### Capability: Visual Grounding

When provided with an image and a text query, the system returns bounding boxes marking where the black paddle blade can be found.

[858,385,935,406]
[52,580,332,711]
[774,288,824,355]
☆ ☆ ☆ ☆ ☆ ☆ ☆
**Exercise description:** Each line above is to be reproduced exactly.

**Response to this exercise:**
### Capability: Visual Grounding

When provided with an image and a text query, the system returns bounding boxes marking where the black paddle blade can be found.

[858,385,935,406]
[52,580,332,711]
[774,288,824,355]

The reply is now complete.